(Information shown)

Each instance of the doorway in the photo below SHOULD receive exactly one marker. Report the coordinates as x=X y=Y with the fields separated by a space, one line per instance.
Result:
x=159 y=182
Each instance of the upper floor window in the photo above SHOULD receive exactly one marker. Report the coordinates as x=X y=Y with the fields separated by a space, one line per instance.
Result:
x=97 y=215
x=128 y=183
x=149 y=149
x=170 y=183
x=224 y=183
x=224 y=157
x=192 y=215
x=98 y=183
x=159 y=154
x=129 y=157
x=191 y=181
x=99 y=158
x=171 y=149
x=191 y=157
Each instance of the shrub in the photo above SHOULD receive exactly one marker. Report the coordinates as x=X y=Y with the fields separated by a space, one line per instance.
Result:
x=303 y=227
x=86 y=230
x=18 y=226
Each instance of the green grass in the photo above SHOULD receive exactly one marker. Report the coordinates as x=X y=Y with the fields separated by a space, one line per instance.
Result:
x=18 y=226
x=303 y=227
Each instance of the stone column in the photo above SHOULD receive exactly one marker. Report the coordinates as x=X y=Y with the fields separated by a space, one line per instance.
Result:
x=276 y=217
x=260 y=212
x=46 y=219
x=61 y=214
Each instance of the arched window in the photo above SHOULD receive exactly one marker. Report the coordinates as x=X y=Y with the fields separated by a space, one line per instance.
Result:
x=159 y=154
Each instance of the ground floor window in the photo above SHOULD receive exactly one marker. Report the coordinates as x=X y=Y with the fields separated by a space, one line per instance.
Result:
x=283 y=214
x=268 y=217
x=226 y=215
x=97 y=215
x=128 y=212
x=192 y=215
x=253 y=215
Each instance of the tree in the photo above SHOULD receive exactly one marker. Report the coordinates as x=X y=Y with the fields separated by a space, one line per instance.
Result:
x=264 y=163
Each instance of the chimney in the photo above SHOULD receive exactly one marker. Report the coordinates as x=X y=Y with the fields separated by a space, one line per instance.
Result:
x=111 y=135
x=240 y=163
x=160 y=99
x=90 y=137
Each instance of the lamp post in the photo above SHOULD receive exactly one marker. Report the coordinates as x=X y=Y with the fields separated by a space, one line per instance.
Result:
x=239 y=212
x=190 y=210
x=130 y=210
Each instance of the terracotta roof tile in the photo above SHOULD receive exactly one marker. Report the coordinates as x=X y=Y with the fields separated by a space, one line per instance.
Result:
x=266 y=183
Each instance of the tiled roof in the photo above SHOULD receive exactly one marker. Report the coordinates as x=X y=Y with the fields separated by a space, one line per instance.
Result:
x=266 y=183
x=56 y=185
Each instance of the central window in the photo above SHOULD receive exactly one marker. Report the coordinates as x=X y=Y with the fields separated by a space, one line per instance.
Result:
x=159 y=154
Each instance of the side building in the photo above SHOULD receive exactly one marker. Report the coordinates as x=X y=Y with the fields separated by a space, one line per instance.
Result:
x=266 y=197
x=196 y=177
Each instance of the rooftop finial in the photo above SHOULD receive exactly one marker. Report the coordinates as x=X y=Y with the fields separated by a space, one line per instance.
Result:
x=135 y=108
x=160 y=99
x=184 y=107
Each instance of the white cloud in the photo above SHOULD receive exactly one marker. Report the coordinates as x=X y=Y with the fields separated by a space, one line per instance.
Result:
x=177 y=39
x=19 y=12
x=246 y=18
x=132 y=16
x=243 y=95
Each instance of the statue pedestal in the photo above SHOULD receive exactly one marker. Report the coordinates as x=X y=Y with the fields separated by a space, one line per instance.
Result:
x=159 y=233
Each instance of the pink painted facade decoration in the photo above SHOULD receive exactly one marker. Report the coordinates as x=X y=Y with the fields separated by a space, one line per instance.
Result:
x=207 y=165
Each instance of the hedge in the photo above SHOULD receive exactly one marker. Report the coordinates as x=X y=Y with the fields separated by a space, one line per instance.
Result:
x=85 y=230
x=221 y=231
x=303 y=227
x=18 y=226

(End Information shown)

:: What to produce ::
Using the records above, report each line that contains the word "floor" by copying it.

:: Exercise solution ::
Each instance of the upper floor window in the photo above SHOULD receive exactly one marker. Report the coordinates as x=X y=Y with the fields separated by a space, one line per instance.
Each instance of the ground floor window in the photo above SHOULD receive exactly one marker. Report the coordinates as x=X y=Y with the fields separated by a space, one line per instance.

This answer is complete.